Objectives
1 – From the passage on sorting comparisons, quote the part that begins at the words "A GMS is given" and stops after "section for details).".
2 – Turn the paragraph in the passage on sorting comparisons that opens with "Related Work. The worst-case complexity" into a short bulleted list that keeps its main facts.

Passage shown
★ ★ ★

Related Work. The worst-case complexity for the number of comparisons has also been a popular research topic. The second and third columns of Table 1 in Sect. 5 shows what is known up to now for small n’s [15]. Here, C(n) is the information-theoretic lower bound above mentioned. S(n) is the lower bound for comparison-based sorting algorithms which were obtained by exhaustive search using computers up to \(n =15\) [12,13,14, 18]. Thus it is known that the information-theoretic lower bound cannot be achieved by any comparison-based sorting for \(12 \le n \le 15\). It is also known that the Ford-Johnson algorithm [1, 5] achieves a matching upper bound for \(1\le n \le 15\). So as far as comparison-based sorting is concerned, our knowledge is complete for \(1\le n \le 15\). However, \(n=16\) (sorting of only 16 numbers!) is still open, namely we have a gap of one between the lower and upper bounds for the minimum number of comparisons. It is also known that Ford-Johnson is not optimal for some values of n larger than 16, for instance \(n=47\) [9,10,11].

2 Lower Bounds

A GMS is given as Algorithm 1. \( GCut \) computes the best cut position from solely n, the length of the unsorted sequence, without using any comparison (we conjecture this restriction does not lose generality, but do not have a formal proof). \( GMerge \) merges two sorted sequences (see the next section for details).

★ ★ ★

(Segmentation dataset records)
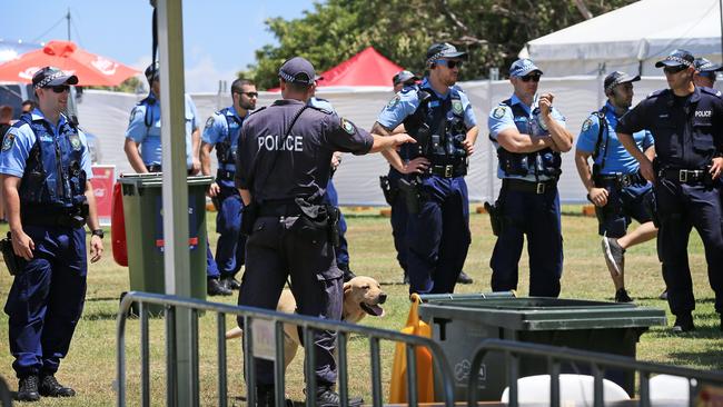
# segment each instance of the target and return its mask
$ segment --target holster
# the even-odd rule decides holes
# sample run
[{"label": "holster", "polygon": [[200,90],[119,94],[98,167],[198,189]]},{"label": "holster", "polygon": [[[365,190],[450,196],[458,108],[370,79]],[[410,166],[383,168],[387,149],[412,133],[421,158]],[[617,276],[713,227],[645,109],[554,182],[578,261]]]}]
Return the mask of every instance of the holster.
[{"label": "holster", "polygon": [[422,193],[419,193],[419,182],[412,180],[407,181],[404,178],[399,179],[399,193],[404,197],[407,205],[409,215],[419,214],[419,206],[422,201]]},{"label": "holster", "polygon": [[399,188],[397,186],[392,186],[389,177],[382,176],[379,177],[379,187],[382,187],[382,193],[384,193],[384,200],[387,201],[390,206],[397,200],[399,195]]},{"label": "holster", "polygon": [[256,219],[258,219],[258,214],[259,206],[254,200],[241,209],[241,234],[244,236],[249,236],[254,232],[254,224],[256,224]]},{"label": "holster", "polygon": [[12,239],[10,238],[10,232],[8,232],[7,238],[0,240],[0,251],[2,251],[2,258],[6,261],[6,266],[8,266],[8,271],[10,271],[10,275],[20,275],[26,266],[26,259],[17,256],[12,250]]},{"label": "holster", "polygon": [[502,234],[502,228],[503,228],[503,220],[502,216],[499,214],[499,208],[496,206],[485,202],[485,210],[487,214],[489,214],[489,224],[492,226],[492,232],[495,236],[499,236]]}]

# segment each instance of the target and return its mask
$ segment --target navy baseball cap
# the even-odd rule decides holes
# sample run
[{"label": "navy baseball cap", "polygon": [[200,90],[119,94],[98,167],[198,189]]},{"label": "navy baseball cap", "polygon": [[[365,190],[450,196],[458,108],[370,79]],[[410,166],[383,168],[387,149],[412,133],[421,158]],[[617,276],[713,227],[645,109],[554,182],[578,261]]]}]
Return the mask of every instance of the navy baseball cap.
[{"label": "navy baseball cap", "polygon": [[158,61],[151,63],[146,68],[146,79],[148,80],[148,83],[158,80],[160,78],[160,66]]},{"label": "navy baseball cap", "polygon": [[543,73],[542,69],[537,68],[537,66],[532,61],[532,59],[527,58],[522,58],[518,59],[509,66],[509,76],[511,77],[524,77],[531,72],[539,72],[539,75]]},{"label": "navy baseball cap", "polygon": [[406,70],[405,71],[399,71],[399,72],[397,72],[397,75],[392,77],[392,83],[394,86],[397,86],[398,83],[407,82],[409,80],[415,80],[416,81],[416,80],[419,80],[419,77],[417,77],[416,75],[414,75],[414,73],[412,73],[409,71],[406,71]]},{"label": "navy baseball cap", "polygon": [[692,67],[694,60],[695,58],[693,58],[693,54],[689,51],[684,49],[675,49],[667,57],[665,57],[665,59],[655,62],[655,68],[680,66]]},{"label": "navy baseball cap", "polygon": [[610,92],[613,88],[621,83],[627,83],[627,82],[636,82],[641,80],[641,76],[636,75],[634,77],[631,77],[630,75],[621,71],[615,71],[608,76],[605,77],[605,93]]},{"label": "navy baseball cap", "polygon": [[289,83],[314,85],[317,76],[311,62],[301,57],[294,57],[279,68],[279,78]]},{"label": "navy baseball cap", "polygon": [[717,72],[720,70],[723,70],[723,66],[720,63],[713,63],[706,58],[695,58],[693,64],[695,66],[695,70],[699,72]]},{"label": "navy baseball cap", "polygon": [[457,48],[448,42],[433,43],[427,49],[427,61],[434,61],[439,58],[456,59],[467,56],[467,52],[457,51]]},{"label": "navy baseball cap", "polygon": [[39,88],[50,88],[58,85],[77,85],[78,77],[75,75],[68,75],[55,67],[44,67],[40,68],[32,76],[32,87],[34,89]]}]

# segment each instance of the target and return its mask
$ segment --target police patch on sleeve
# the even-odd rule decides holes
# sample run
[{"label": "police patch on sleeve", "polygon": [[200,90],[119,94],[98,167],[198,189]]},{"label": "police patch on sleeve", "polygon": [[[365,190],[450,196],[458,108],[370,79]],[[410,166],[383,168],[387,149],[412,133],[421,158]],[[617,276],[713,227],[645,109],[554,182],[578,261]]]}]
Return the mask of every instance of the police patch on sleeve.
[{"label": "police patch on sleeve", "polygon": [[354,127],[354,125],[345,118],[341,118],[341,128],[349,135],[356,133],[356,127]]},{"label": "police patch on sleeve", "polygon": [[72,147],[73,150],[80,151],[82,148],[82,143],[80,142],[80,137],[78,135],[72,135],[69,137],[70,139],[70,147]]},{"label": "police patch on sleeve", "polygon": [[453,100],[452,101],[452,110],[456,115],[460,115],[462,113],[462,100],[458,100],[458,99]]},{"label": "police patch on sleeve", "polygon": [[505,116],[505,107],[504,106],[498,106],[495,108],[495,110],[492,111],[492,117],[495,119],[502,119]]},{"label": "police patch on sleeve", "polygon": [[2,151],[8,151],[9,149],[11,149],[14,142],[16,142],[16,135],[8,131],[4,138],[2,139]]},{"label": "police patch on sleeve", "polygon": [[389,102],[387,103],[387,110],[394,109],[395,106],[399,105],[399,95],[395,96]]}]

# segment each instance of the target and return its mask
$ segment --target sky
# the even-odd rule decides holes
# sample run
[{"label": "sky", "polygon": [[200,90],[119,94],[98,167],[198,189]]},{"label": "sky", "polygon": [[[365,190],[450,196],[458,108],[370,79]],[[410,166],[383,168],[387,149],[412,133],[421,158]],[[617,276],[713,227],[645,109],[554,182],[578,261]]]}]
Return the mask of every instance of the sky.
[{"label": "sky", "polygon": [[[264,21],[294,19],[323,0],[186,0],[184,59],[186,91],[217,92],[236,72],[255,62],[254,52],[277,41]],[[140,71],[151,60],[151,16],[148,0],[3,1],[0,39],[23,42],[67,40],[87,51],[115,59]],[[19,18],[16,18],[19,17]]]}]

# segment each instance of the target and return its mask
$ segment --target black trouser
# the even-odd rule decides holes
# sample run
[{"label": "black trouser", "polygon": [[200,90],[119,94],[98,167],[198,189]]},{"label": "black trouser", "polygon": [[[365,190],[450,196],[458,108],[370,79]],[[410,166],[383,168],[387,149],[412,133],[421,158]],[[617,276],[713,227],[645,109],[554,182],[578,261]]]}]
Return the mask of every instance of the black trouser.
[{"label": "black trouser", "polygon": [[[246,271],[238,305],[276,309],[286,278],[290,276],[298,314],[340,320],[343,274],[336,266],[327,230],[289,230],[296,219],[263,216],[256,220],[246,244]],[[241,322],[239,318],[239,326]],[[315,330],[314,346],[317,384],[334,385],[336,334]],[[273,384],[274,363],[259,358],[255,361],[257,384]]]}]

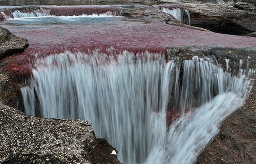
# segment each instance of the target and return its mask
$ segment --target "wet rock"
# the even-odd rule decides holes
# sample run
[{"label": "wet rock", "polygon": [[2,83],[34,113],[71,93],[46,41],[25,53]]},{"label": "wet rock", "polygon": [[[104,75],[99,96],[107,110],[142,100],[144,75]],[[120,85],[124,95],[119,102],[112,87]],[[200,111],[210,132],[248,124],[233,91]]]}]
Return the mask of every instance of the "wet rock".
[{"label": "wet rock", "polygon": [[192,26],[206,28],[214,32],[243,35],[256,31],[256,13],[234,7],[233,4],[216,3],[220,1],[174,1],[173,3],[189,11]]},{"label": "wet rock", "polygon": [[0,27],[0,59],[22,52],[28,46],[26,39],[16,36],[8,30]]},{"label": "wet rock", "polygon": [[0,138],[2,164],[98,163],[100,159],[100,163],[120,163],[110,155],[115,149],[95,138],[87,121],[27,116],[2,105]]},{"label": "wet rock", "polygon": [[245,36],[252,36],[252,37],[256,37],[256,32],[248,34],[245,35]]},{"label": "wet rock", "polygon": [[224,121],[197,164],[256,163],[256,87],[244,106]]}]

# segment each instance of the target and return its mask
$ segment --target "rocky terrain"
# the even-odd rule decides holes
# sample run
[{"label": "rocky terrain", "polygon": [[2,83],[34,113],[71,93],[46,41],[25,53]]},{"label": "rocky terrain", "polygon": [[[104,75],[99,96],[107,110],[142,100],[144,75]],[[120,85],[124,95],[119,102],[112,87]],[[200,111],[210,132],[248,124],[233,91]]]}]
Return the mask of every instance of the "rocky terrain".
[{"label": "rocky terrain", "polygon": [[[146,21],[143,23],[146,22],[146,24],[148,22],[156,23],[163,22],[165,24],[155,26],[155,25],[150,26],[140,24],[139,26],[134,26],[136,27],[130,25],[129,28],[120,26],[118,31],[125,30],[126,32],[126,35],[123,36],[124,42],[131,43],[131,39],[137,39],[138,41],[136,42],[137,47],[134,48],[140,50],[149,47],[159,49],[163,46],[166,50],[165,53],[168,57],[174,55],[188,58],[189,55],[213,55],[217,57],[218,61],[224,66],[224,59],[228,58],[231,61],[230,66],[234,70],[238,69],[240,59],[246,60],[249,56],[250,59],[249,66],[245,63],[243,66],[244,68],[246,66],[254,67],[254,61],[256,60],[256,46],[255,45],[256,40],[254,38],[216,34],[205,29],[219,33],[255,37],[256,1],[253,0],[186,0],[181,1],[171,0],[37,1],[39,3],[38,4],[58,3],[60,4],[133,3],[150,4],[154,3],[171,3],[177,7],[189,10],[192,17],[192,25],[196,27],[188,27],[181,23],[173,17],[170,17],[156,8],[148,8],[145,5],[132,5],[130,7],[122,9],[122,14],[124,16],[134,19],[142,19],[143,21]],[[13,5],[12,3],[14,3],[9,0],[4,1],[0,2],[0,4]],[[28,3],[28,4],[33,4]],[[132,25],[132,23],[130,24]],[[171,26],[170,25],[181,27],[168,26]],[[148,28],[147,31],[148,33],[145,32],[141,34],[138,32],[145,27]],[[97,28],[95,27],[95,31]],[[106,44],[115,45],[115,41],[119,40],[119,38],[117,37],[109,38],[109,36],[117,36],[119,34],[116,31],[109,31],[111,27],[104,28],[101,31],[98,30],[97,32],[99,33],[96,34],[96,33],[89,33],[92,34],[90,35],[91,37],[86,38],[84,43],[82,43],[81,44],[84,43],[88,46],[95,46],[86,44],[89,43],[88,41],[97,39],[100,36],[101,40],[103,38],[107,41],[108,38],[110,38],[113,42],[109,41]],[[193,31],[198,29],[200,30]],[[27,35],[26,33],[30,32],[19,32],[16,31],[15,29],[12,30],[13,32],[16,33],[15,35],[21,36]],[[80,42],[85,36],[81,35],[77,38],[71,38],[67,35],[68,33],[65,33],[64,28],[62,30],[60,33],[64,35],[53,36],[59,37],[58,38],[63,43],[71,39],[75,43]],[[42,31],[40,30],[43,30],[43,28],[38,30],[34,31],[34,33]],[[157,35],[152,34],[150,36],[151,39],[157,40],[158,43],[143,44],[147,40],[146,36],[149,36],[150,32],[156,30],[158,31]],[[185,33],[180,34],[181,31]],[[101,31],[102,33],[100,34]],[[49,35],[53,34],[50,33],[51,31],[47,32],[45,34],[49,34]],[[68,31],[68,33],[72,32]],[[142,36],[142,39],[135,37],[139,35]],[[35,40],[41,39],[39,36],[35,38],[31,35],[31,38],[28,38],[30,42],[29,43],[32,43],[32,48],[36,49],[38,48],[36,51],[40,50],[38,47],[46,48],[45,43],[52,41],[51,37],[47,38],[48,36],[46,36],[47,39],[44,41],[45,43],[36,43]],[[79,38],[79,37],[81,38]],[[77,40],[76,40],[76,39]],[[96,40],[95,43],[97,42]],[[55,44],[55,47],[61,45],[61,43],[53,41],[51,43],[53,45]],[[218,45],[215,45],[213,43],[218,43]],[[2,67],[0,68],[0,98],[4,104],[13,107],[19,107],[17,104],[20,100],[19,87],[17,85],[17,79],[13,79],[8,72],[3,68],[5,67],[7,63],[9,63],[7,61],[14,59],[12,57],[5,57],[6,56],[21,52],[28,46],[28,42],[26,39],[16,36],[7,30],[0,27],[0,59],[5,57],[0,61],[0,66]],[[134,46],[129,44],[122,46],[127,49]],[[52,46],[52,47],[54,46]],[[24,55],[24,54],[26,54],[21,55]],[[256,163],[255,91],[254,87],[244,105],[226,119],[220,127],[218,134],[198,157],[198,164]],[[22,110],[22,108],[19,108]],[[27,116],[17,109],[1,105],[0,106],[0,163],[119,163],[116,155],[110,155],[113,150],[117,152],[117,151],[108,144],[104,139],[96,139],[91,124],[85,121],[73,121],[65,119],[47,119]]]},{"label": "rocky terrain", "polygon": [[21,52],[28,46],[28,41],[0,27],[0,59],[12,54]]},{"label": "rocky terrain", "polygon": [[117,151],[96,139],[86,120],[27,116],[1,105],[0,131],[1,164],[120,163],[110,155]]},{"label": "rocky terrain", "polygon": [[256,163],[256,88],[246,102],[226,119],[197,164]]}]

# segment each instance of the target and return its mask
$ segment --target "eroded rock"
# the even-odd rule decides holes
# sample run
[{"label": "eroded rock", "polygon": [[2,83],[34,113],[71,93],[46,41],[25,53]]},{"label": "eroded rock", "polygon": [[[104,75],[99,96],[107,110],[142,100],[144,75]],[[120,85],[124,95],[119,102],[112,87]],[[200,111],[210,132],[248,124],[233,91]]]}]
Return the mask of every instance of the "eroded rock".
[{"label": "eroded rock", "polygon": [[28,116],[2,105],[0,138],[2,164],[98,163],[99,159],[100,163],[120,163],[110,155],[114,148],[96,140],[87,121]]},{"label": "eroded rock", "polygon": [[17,36],[0,27],[0,59],[21,52],[28,45],[27,40]]}]

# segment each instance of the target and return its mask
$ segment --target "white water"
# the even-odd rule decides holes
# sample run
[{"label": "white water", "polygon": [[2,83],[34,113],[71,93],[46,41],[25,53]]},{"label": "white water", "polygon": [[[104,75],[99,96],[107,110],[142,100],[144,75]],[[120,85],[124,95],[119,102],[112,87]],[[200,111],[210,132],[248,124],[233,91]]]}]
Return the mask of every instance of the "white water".
[{"label": "white water", "polygon": [[[72,19],[76,19],[77,18],[101,18],[110,17],[120,17],[120,16],[114,16],[112,14],[112,12],[109,12],[97,14],[93,14],[91,15],[84,14],[82,15],[73,15],[73,16],[55,16],[55,15],[49,15],[47,16],[40,16],[40,19],[47,18],[56,18],[59,19],[63,19],[67,20],[72,20]],[[22,21],[35,21],[35,19],[38,19],[38,17],[17,17],[15,18],[9,18],[8,19],[9,20],[20,20]]]},{"label": "white water", "polygon": [[[6,10],[7,9],[6,9]],[[57,16],[51,15],[50,13],[50,10],[46,9],[43,8],[34,9],[33,11],[28,11],[25,12],[19,10],[16,10],[14,11],[12,11],[12,10],[10,9],[8,10],[9,10],[9,12],[10,13],[10,14],[7,15],[4,12],[1,12],[1,13],[4,16],[5,19],[10,20],[19,19],[26,20],[26,18],[29,18],[29,19],[37,19],[38,17],[40,18],[54,17],[68,19],[81,18],[102,18],[113,17],[117,15],[116,12],[109,11],[105,13],[99,14],[92,13],[90,15],[84,14],[81,15]],[[30,20],[28,19],[27,20]]]},{"label": "white water", "polygon": [[[242,105],[254,72],[234,76],[210,59],[195,57],[181,67],[160,55],[67,52],[39,59],[22,89],[26,113],[87,119],[129,164],[192,164]],[[172,110],[183,114],[168,128]]]},{"label": "white water", "polygon": [[188,10],[176,8],[170,10],[165,7],[161,8],[163,12],[173,16],[180,22],[186,23],[189,26],[191,25],[190,14]]},{"label": "white water", "polygon": [[1,12],[1,13],[4,15],[5,19],[9,19],[12,18],[19,18],[43,17],[51,15],[49,10],[43,8],[34,10],[33,12],[24,12],[18,10],[15,10],[14,11],[11,11],[9,10],[9,11],[11,13],[11,15],[7,15],[4,12]]}]

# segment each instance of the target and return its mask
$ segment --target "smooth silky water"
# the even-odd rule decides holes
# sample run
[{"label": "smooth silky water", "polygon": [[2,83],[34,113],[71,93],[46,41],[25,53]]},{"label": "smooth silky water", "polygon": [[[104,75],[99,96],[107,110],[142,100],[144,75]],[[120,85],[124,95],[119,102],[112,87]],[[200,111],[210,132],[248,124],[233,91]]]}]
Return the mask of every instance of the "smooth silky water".
[{"label": "smooth silky water", "polygon": [[129,164],[195,162],[243,105],[255,73],[232,75],[196,56],[166,62],[157,53],[111,54],[39,57],[22,94],[27,115],[88,120]]}]

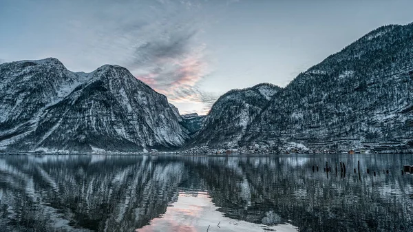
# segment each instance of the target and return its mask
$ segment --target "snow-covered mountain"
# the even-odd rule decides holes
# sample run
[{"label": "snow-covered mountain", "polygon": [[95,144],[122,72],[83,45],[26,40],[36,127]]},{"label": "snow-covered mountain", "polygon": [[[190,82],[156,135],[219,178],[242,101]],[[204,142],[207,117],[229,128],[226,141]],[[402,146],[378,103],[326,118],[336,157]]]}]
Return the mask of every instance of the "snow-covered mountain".
[{"label": "snow-covered mountain", "polygon": [[142,151],[189,138],[165,96],[127,70],[68,71],[56,59],[0,65],[0,147]]},{"label": "snow-covered mountain", "polygon": [[192,144],[413,146],[412,44],[413,24],[383,26],[270,91],[266,101],[253,89],[231,91]]},{"label": "snow-covered mountain", "polygon": [[228,92],[213,104],[189,145],[236,146],[248,125],[280,89],[276,85],[262,83]]}]

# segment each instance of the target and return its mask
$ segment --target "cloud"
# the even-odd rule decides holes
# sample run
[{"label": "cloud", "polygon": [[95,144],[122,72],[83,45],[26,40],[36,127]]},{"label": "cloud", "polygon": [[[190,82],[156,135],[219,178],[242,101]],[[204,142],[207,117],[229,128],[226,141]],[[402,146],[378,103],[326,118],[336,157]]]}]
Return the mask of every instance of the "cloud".
[{"label": "cloud", "polygon": [[[167,0],[158,2],[171,4]],[[200,8],[194,1],[182,1],[180,6]],[[194,111],[205,114],[212,100],[210,94],[199,89],[211,72],[205,54],[206,45],[200,39],[202,23],[191,19],[192,14],[182,14],[181,10],[184,10],[141,28],[145,38],[137,41],[126,66],[138,79],[166,95],[178,107],[196,104]]]}]

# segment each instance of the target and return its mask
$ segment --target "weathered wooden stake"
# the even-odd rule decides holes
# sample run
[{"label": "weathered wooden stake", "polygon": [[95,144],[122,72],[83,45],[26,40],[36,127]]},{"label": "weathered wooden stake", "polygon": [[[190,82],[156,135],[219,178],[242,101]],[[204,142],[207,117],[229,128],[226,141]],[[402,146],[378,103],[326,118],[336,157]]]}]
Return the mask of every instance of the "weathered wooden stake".
[{"label": "weathered wooden stake", "polygon": [[361,177],[360,176],[360,160],[357,160],[357,169],[359,170],[359,180],[361,180]]}]

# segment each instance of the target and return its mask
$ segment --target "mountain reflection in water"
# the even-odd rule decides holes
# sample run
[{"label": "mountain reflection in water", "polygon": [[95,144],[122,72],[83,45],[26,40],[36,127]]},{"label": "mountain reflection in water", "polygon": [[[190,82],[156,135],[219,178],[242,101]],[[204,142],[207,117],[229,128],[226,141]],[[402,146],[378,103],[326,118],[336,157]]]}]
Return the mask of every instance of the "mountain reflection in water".
[{"label": "mountain reflection in water", "polygon": [[[3,156],[0,228],[412,231],[413,176],[401,175],[411,157]],[[360,180],[352,171],[358,160]],[[332,166],[328,176],[321,167],[326,161]],[[343,177],[339,170],[335,175],[333,164],[339,161],[347,167]]]}]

★ ★ ★

Final answers
1 –
A GMS is given as Algorithm 1. \( GCut \) computes the best cut position from solely n, the length of the unsorted sequence, without using any comparison (we conjecture this restriction does not lose generality, but do not have a formal proof). \( GMerge \) merges two sorted sequences (see the next section for details).

2 –
- The worst-case number of comparisons is a popular research topic. The second and third columns of Table 1 in Sect. 5 give what is known for small n.
- C(n) is the information-theoretic lower bound.
- S(n) is the lower bound for comparison-based sorting. It was found by exhaustive computer search up to n = 15.
- For 12 ≤ n ≤ 15, no comparison-based sorting reaches the information-theoretic lower bound.
- The Ford-Johnson algorithm reaches a matching upper bound for 1 ≤ n ≤ 15, so knowledge of comparison-based sorting is complete for that range.
- n = 16 is still open. There is a gap of one between the lower and upper bounds for the minimum number of comparisons.
- Ford-Johnson is not optimal for some n larger than 16, such as n = 47.